## [Arbeitsanweisung]
Skaliere bitte die Auflistung von der Zeile mit „Mark every instance of the portrait of man“ bis einschließlich der Zeile mit „x=37, y=144“: Gib nur diese Zeilen vollständig wieder und multipliziere dabei jede Lösungskoordinate mit 2,3, gerundet auf ganze Zahlen mit Aufrundung ab ,5. Alle übrigen Zahlen bleiben unverändert.

## [Eingabedaten]
-=-=-

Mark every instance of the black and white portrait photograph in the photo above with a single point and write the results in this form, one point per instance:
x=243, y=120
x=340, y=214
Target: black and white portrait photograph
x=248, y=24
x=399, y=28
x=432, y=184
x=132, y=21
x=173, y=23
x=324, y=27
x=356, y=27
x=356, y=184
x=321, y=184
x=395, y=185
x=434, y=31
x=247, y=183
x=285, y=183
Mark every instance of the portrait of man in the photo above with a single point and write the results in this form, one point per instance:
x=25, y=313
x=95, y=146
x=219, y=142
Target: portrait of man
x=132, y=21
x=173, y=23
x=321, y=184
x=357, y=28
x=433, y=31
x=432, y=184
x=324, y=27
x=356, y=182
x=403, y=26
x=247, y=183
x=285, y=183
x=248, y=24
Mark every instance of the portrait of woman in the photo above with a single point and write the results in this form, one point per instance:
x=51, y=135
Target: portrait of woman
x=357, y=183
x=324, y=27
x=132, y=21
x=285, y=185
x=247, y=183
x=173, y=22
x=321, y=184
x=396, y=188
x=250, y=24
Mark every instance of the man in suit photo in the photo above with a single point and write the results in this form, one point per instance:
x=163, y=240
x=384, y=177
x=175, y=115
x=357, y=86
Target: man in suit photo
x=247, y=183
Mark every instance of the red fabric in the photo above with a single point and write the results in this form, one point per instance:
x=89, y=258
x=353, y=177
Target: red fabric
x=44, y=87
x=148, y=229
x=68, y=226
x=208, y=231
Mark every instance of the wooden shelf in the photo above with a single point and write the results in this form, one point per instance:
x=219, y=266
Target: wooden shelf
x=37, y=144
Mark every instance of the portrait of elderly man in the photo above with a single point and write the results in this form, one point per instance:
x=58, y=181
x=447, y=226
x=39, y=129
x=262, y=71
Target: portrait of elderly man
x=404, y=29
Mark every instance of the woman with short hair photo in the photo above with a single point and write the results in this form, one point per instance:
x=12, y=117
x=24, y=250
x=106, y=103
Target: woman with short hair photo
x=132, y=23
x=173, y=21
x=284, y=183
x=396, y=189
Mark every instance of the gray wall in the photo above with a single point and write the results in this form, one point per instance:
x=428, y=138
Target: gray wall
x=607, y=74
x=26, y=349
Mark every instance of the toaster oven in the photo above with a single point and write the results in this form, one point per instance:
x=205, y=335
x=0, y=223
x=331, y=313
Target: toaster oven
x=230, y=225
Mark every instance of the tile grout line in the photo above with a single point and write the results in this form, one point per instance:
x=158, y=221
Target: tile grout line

-=-=-

## [Musterlösung]
Mark every instance of the portrait of man in the photo above with a single point and write the results in this form, one point per instance:
x=25, y=313
x=95, y=146
x=219, y=142
Target: portrait of man
x=304, y=48
x=398, y=53
x=738, y=423
x=821, y=64
x=996, y=71
x=994, y=423
x=745, y=62
x=819, y=419
x=927, y=60
x=568, y=421
x=656, y=421
x=570, y=55
Mark every instance of the portrait of woman in the photo above with a single point and write the results in this form, one point per instance:
x=51, y=135
Target: portrait of woman
x=821, y=421
x=745, y=62
x=304, y=48
x=656, y=426
x=568, y=421
x=398, y=51
x=738, y=423
x=911, y=432
x=575, y=55
Mark every instance of the man in suit photo in the photo above with a single point and write the results in this form, one point per instance:
x=163, y=240
x=384, y=177
x=175, y=115
x=357, y=86
Target: man in suit photo
x=568, y=421
Mark every instance of the red fabric in the photo above with a single point and write the results in this form, one point per instance:
x=89, y=258
x=353, y=177
Target: red fabric
x=101, y=200
x=340, y=527
x=156, y=520
x=478, y=531
Mark every instance of the wooden shelf in the photo above with a single point and write the results in this form, one point per instance:
x=219, y=266
Target: wooden shelf
x=85, y=331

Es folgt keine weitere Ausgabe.